▶ BRIEF: Lay out the entries below as a Markdown table with the columns Row and Line, one numbered row per line and no blank lines. Leave the pictures out.

▶ INPUT ROWS:

╔══

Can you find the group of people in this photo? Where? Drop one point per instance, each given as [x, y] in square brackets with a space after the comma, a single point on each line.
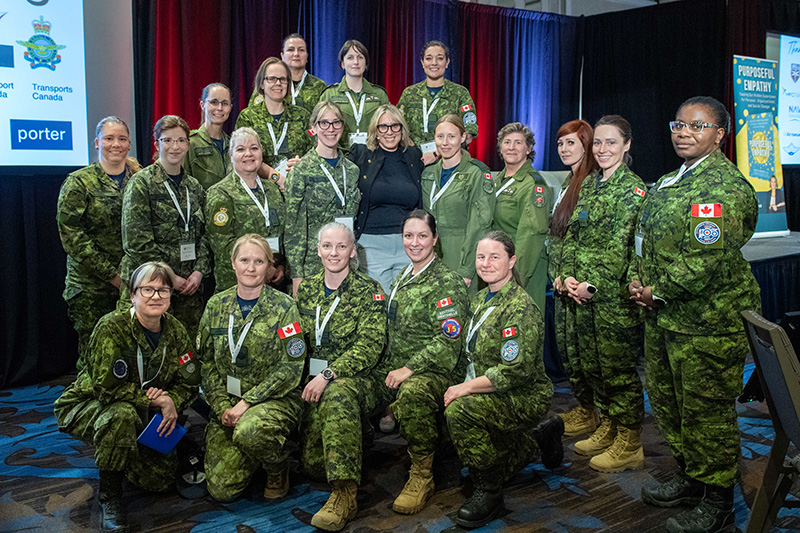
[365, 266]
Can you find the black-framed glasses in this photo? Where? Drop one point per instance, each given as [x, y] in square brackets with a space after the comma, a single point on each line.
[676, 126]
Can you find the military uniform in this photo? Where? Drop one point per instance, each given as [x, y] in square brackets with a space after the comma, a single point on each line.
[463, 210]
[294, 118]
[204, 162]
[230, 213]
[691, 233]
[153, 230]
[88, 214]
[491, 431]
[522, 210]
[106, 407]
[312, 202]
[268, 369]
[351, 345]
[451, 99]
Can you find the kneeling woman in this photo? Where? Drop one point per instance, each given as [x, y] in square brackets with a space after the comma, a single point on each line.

╚══

▶ EXERCISE ANSWER:
| Row | Line |
|---|---|
| 1 | Can you find the group of people in this photo? Where? Drop one point per instance, each given as [x, y] in square brackets with a space after the comma, a single point on each line. |
| 2 | [365, 266] |
| 3 | Can you find the black-framed glasses in this photo? Where? Drop one point per instance, each given as [x, y] in square brackets with a space after the comma, a single point on each line. |
| 4 | [676, 126] |
| 5 | Can you find the military uniform in this photo? Where? Drop one point per instance, each given as [x, y] in square brackets with a space after the comma, a single point on each line. |
| 6 | [463, 210] |
| 7 | [294, 118] |
| 8 | [204, 162] |
| 9 | [230, 213] |
| 10 | [691, 233] |
| 11 | [153, 230] |
| 12 | [88, 214] |
| 13 | [491, 431] |
| 14 | [522, 210] |
| 15 | [106, 407] |
| 16 | [312, 202] |
| 17 | [268, 369] |
| 18 | [351, 345] |
| 19 | [451, 99] |
| 20 | Can you find the kneeling woman in this photo? Where? Drop one point per instance, each given as [x, y] in square brackets with a space after the comma, a single point on each line. |